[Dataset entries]
- - -
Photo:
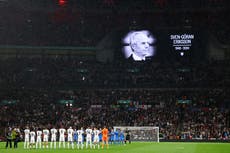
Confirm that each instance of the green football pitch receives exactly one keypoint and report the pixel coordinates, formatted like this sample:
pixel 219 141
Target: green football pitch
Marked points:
pixel 136 147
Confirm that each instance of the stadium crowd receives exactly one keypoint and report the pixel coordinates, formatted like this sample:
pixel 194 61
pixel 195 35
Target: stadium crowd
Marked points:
pixel 70 72
pixel 201 114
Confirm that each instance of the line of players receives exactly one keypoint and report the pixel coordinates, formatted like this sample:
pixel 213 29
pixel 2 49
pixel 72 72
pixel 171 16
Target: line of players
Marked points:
pixel 92 137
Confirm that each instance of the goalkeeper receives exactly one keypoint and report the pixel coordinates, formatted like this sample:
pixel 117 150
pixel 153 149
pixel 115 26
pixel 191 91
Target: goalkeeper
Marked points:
pixel 127 136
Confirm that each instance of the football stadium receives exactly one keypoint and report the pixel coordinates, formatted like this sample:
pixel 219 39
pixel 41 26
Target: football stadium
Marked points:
pixel 127 76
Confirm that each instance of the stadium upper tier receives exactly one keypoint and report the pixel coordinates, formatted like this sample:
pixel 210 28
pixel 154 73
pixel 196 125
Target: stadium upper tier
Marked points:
pixel 69 72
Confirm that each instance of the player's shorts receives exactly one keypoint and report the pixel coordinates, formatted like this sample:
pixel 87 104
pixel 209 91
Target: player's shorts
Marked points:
pixel 62 138
pixel 88 138
pixel 104 138
pixel 70 138
pixel 53 138
pixel 27 139
pixel 80 139
pixel 96 139
pixel 45 138
pixel 39 139
pixel 32 140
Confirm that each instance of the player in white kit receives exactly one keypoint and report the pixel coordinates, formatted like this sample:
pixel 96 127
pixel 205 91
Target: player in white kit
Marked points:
pixel 53 139
pixel 45 138
pixel 27 138
pixel 96 140
pixel 89 133
pixel 39 138
pixel 70 137
pixel 32 139
pixel 80 138
pixel 62 137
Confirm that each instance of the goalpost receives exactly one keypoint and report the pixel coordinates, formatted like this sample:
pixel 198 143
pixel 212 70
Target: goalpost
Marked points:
pixel 140 133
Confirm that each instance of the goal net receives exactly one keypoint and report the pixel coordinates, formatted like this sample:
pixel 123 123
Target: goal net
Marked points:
pixel 140 133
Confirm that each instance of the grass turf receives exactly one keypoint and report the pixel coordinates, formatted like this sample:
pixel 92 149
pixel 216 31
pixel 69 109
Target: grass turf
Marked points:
pixel 136 147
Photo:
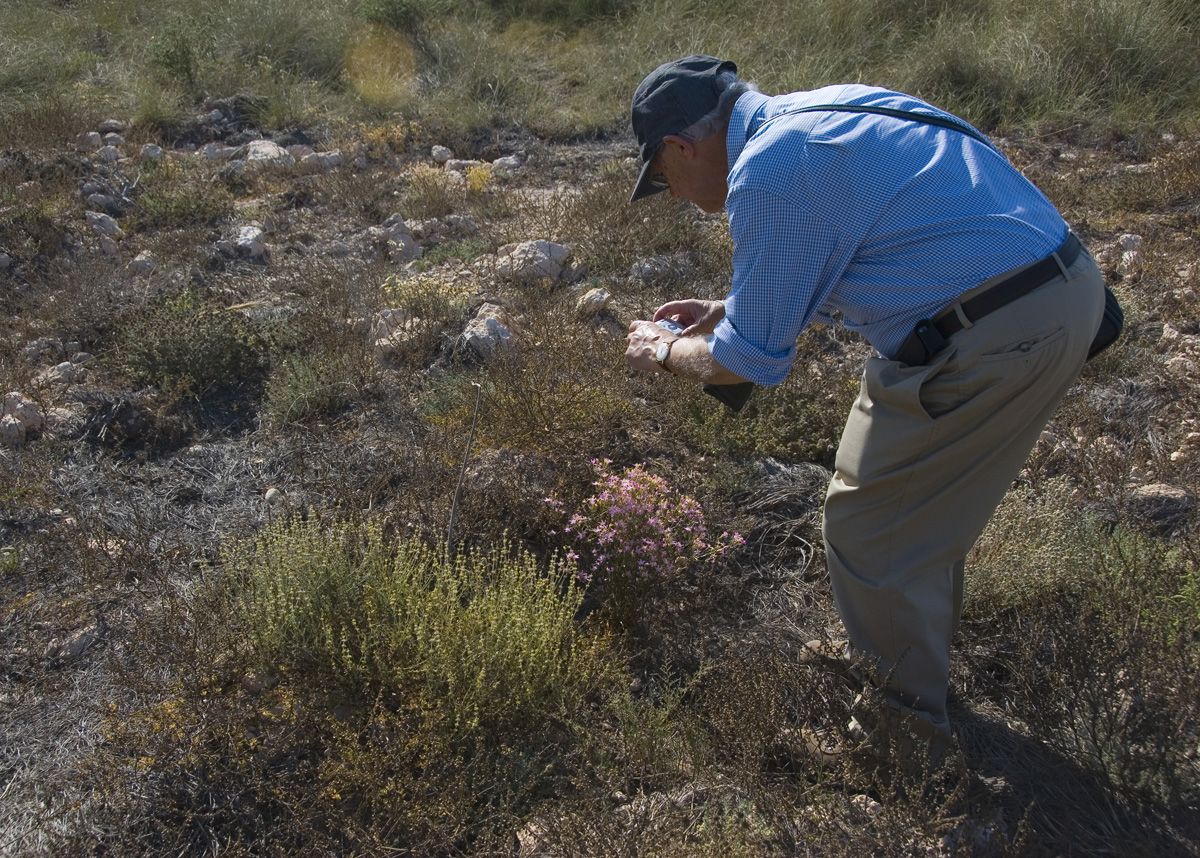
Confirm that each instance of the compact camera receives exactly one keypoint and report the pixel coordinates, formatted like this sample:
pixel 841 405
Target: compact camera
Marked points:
pixel 733 396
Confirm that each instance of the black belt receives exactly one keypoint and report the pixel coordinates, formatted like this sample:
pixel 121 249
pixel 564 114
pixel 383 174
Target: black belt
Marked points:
pixel 930 336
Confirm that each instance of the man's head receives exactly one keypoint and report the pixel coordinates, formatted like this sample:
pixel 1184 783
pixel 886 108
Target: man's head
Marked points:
pixel 679 115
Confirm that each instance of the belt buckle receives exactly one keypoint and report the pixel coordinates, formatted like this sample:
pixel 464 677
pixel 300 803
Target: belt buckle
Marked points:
pixel 930 337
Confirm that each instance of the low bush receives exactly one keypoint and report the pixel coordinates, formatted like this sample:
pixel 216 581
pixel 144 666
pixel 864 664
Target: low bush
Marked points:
pixel 636 535
pixel 485 641
pixel 189 343
pixel 311 387
pixel 179 196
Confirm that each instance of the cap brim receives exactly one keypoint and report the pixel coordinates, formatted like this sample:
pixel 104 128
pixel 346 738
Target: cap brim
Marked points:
pixel 645 187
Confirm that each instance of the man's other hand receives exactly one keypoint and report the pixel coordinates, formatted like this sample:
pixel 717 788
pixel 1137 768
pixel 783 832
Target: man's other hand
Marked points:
pixel 643 341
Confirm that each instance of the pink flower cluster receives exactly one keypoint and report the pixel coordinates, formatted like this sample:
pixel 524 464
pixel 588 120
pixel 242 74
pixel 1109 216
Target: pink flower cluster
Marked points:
pixel 637 528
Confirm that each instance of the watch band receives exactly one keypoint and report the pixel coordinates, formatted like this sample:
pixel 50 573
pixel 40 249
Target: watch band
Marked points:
pixel 663 353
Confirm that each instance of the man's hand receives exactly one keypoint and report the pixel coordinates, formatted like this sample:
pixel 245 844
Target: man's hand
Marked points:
pixel 696 316
pixel 643 341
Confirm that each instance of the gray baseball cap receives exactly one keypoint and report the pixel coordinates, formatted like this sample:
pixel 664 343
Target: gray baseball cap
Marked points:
pixel 672 97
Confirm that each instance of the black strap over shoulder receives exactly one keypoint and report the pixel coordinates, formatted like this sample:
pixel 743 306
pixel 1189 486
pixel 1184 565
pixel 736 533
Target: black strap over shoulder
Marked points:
pixel 895 113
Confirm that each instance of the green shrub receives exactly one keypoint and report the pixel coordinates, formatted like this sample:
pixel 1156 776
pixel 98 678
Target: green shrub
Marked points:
pixel 180 196
pixel 432 192
pixel 484 641
pixel 306 387
pixel 799 420
pixel 189 343
pixel 463 251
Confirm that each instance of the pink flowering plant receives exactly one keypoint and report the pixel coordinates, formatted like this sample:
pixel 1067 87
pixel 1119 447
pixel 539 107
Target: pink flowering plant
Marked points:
pixel 636 533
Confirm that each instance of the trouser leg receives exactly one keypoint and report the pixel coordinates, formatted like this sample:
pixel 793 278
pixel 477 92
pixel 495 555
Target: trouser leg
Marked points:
pixel 925 457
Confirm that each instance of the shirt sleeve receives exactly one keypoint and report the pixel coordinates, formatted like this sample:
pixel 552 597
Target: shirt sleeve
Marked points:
pixel 783 261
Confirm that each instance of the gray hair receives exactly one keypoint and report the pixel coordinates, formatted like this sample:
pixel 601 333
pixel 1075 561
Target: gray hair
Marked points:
pixel 718 119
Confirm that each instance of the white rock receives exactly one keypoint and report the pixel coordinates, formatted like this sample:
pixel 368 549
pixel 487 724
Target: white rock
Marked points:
pixel 532 262
pixel 393 329
pixel 89 142
pixel 487 333
pixel 388 322
pixel 1129 241
pixel 396 239
pixel 426 231
pixel 66 420
pixel 143 263
pixel 103 225
pixel 462 225
pixel 865 804
pixel 12 431
pixel 217 151
pixel 73 647
pixel 1180 366
pixel 63 373
pixel 250 243
pixel 42 349
pixel 101 202
pixel 592 303
pixel 461 166
pixel 27 412
pixel 264 156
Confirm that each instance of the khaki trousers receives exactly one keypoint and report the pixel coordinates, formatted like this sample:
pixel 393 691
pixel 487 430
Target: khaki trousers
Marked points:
pixel 925 457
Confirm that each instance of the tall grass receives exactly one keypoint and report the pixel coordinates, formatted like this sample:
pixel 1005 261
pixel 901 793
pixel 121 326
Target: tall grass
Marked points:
pixel 567 67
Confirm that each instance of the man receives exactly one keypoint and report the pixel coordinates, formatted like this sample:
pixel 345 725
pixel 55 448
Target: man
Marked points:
pixel 917 233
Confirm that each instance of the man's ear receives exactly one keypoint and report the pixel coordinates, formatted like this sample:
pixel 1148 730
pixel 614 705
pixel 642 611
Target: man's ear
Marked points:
pixel 683 145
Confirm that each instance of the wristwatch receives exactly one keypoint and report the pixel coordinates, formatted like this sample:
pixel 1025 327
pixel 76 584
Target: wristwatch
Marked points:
pixel 663 352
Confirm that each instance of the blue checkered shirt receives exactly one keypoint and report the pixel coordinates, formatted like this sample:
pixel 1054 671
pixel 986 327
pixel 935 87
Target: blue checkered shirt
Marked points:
pixel 863 220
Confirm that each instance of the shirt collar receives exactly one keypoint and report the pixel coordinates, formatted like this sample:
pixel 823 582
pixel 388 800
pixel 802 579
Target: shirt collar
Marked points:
pixel 745 112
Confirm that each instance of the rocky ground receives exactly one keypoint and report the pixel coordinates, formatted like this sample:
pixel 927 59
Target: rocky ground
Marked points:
pixel 166 304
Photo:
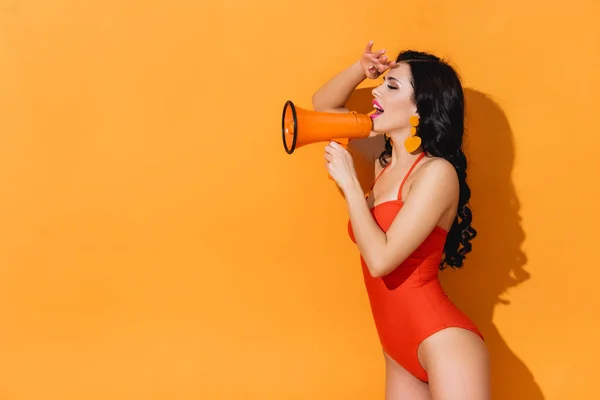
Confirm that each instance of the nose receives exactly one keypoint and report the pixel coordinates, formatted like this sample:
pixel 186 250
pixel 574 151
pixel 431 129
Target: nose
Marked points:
pixel 374 92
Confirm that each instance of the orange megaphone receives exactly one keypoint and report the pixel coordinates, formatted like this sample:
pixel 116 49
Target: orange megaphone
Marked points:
pixel 301 127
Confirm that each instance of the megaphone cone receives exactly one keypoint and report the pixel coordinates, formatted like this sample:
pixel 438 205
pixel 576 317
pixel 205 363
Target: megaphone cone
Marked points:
pixel 301 127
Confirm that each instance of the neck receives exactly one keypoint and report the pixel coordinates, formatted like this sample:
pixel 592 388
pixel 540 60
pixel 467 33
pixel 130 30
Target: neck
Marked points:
pixel 400 156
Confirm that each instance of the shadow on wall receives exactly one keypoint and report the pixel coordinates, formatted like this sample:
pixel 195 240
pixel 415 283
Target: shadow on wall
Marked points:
pixel 496 263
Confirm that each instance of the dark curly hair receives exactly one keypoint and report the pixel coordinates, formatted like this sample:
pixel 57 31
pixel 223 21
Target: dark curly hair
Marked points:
pixel 439 98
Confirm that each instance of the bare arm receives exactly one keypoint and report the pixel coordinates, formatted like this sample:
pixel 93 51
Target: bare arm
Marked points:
pixel 430 198
pixel 334 95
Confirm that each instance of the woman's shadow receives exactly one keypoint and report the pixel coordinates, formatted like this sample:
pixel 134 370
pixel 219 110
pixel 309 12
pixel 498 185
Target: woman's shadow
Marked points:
pixel 497 262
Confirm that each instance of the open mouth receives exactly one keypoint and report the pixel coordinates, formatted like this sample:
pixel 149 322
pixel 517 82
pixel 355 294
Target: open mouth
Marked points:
pixel 378 110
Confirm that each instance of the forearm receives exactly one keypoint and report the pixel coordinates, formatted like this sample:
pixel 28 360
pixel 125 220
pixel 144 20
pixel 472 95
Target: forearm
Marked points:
pixel 336 92
pixel 369 237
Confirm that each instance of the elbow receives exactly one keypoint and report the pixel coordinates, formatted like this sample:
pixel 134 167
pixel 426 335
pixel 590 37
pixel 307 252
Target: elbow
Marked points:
pixel 378 269
pixel 315 102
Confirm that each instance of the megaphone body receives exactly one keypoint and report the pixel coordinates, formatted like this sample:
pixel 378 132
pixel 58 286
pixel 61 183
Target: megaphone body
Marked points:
pixel 301 127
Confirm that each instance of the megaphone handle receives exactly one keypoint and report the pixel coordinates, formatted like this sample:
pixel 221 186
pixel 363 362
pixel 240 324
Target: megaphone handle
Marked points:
pixel 344 144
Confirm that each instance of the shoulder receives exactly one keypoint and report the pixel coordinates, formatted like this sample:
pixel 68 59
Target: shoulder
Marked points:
pixel 437 175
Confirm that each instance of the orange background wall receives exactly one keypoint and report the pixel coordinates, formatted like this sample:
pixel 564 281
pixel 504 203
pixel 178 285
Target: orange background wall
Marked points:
pixel 157 243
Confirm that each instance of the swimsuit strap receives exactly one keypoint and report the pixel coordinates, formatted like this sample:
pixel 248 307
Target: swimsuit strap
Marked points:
pixel 408 173
pixel 376 178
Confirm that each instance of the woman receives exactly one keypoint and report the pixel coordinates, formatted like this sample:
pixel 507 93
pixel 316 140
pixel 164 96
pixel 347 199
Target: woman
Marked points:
pixel 413 222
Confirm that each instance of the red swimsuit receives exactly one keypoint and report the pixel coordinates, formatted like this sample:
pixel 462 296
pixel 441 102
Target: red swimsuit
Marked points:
pixel 409 304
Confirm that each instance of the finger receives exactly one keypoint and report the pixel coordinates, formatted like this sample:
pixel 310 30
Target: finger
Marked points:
pixel 379 53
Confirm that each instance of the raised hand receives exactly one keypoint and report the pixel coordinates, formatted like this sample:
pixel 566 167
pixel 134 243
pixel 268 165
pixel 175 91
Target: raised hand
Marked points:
pixel 375 63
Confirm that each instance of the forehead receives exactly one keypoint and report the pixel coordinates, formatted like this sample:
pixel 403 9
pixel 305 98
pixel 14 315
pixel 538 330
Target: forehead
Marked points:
pixel 401 72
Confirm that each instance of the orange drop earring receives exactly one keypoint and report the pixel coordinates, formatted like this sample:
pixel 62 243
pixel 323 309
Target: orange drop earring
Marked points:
pixel 413 142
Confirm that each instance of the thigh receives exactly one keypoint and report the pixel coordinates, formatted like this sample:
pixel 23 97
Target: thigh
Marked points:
pixel 401 384
pixel 457 365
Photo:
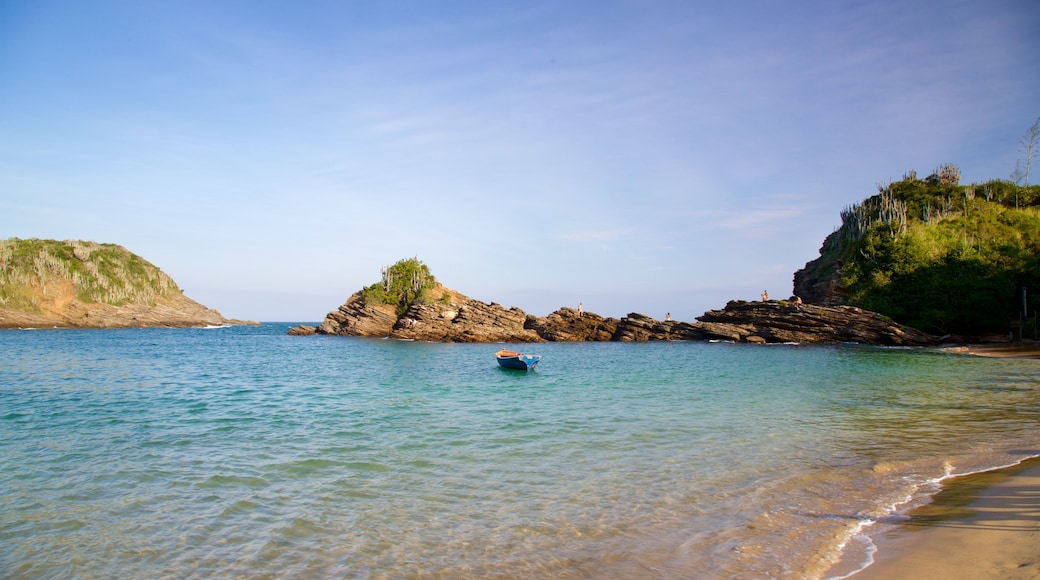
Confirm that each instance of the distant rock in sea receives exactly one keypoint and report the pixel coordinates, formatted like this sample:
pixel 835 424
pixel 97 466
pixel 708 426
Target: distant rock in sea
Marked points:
pixel 450 316
pixel 83 284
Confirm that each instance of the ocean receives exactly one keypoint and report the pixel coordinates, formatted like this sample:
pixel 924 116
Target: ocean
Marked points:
pixel 244 452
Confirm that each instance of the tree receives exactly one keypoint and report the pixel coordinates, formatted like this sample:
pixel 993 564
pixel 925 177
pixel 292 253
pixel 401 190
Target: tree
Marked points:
pixel 1031 148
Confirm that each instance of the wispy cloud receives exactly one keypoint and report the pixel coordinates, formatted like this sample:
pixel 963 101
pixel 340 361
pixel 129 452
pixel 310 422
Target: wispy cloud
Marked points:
pixel 596 235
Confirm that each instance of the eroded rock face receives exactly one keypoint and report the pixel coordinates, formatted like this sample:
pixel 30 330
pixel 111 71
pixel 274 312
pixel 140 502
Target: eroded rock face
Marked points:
pixel 174 312
pixel 450 317
pixel 457 318
pixel 780 321
pixel 566 325
pixel 356 318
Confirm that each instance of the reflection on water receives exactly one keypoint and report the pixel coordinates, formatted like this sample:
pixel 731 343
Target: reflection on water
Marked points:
pixel 243 451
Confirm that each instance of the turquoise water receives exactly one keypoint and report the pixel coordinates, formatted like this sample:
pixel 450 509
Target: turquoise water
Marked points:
pixel 242 451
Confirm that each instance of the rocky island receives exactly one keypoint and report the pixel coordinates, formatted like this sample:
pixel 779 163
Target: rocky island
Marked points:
pixel 924 261
pixel 83 284
pixel 422 309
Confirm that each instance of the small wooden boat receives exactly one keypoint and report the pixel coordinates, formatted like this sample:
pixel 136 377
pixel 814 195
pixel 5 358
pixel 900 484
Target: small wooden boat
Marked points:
pixel 518 361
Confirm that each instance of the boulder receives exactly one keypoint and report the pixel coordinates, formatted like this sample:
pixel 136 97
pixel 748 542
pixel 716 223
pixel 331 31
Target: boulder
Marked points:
pixel 783 321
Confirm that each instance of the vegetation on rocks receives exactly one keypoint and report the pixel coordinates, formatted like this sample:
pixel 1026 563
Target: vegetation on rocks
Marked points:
pixel 98 273
pixel 405 283
pixel 939 256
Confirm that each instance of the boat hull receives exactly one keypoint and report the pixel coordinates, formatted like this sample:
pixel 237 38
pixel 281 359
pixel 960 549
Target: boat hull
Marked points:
pixel 518 362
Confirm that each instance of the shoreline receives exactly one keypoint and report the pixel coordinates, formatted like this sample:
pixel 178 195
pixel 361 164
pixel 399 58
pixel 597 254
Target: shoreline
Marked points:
pixel 981 525
pixel 1017 349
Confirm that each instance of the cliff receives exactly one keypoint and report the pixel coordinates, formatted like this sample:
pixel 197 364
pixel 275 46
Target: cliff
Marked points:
pixel 935 255
pixel 82 284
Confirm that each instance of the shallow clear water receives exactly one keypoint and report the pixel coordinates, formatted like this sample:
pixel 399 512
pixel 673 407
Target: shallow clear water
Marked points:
pixel 242 451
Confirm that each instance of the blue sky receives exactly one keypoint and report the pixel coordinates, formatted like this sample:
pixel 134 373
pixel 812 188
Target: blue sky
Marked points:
pixel 635 156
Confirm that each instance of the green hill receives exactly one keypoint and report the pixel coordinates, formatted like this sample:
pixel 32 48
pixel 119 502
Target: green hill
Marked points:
pixel 935 255
pixel 35 271
pixel 81 284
- - -
→ TO DO
Show, from the records above, every line that includes "open".

→ WORKED SOLUTION
Confirm that each instance of the open mouth receives exactly one keypoint and report the pixel coordinates, formatted like this sample:
Target: open mouth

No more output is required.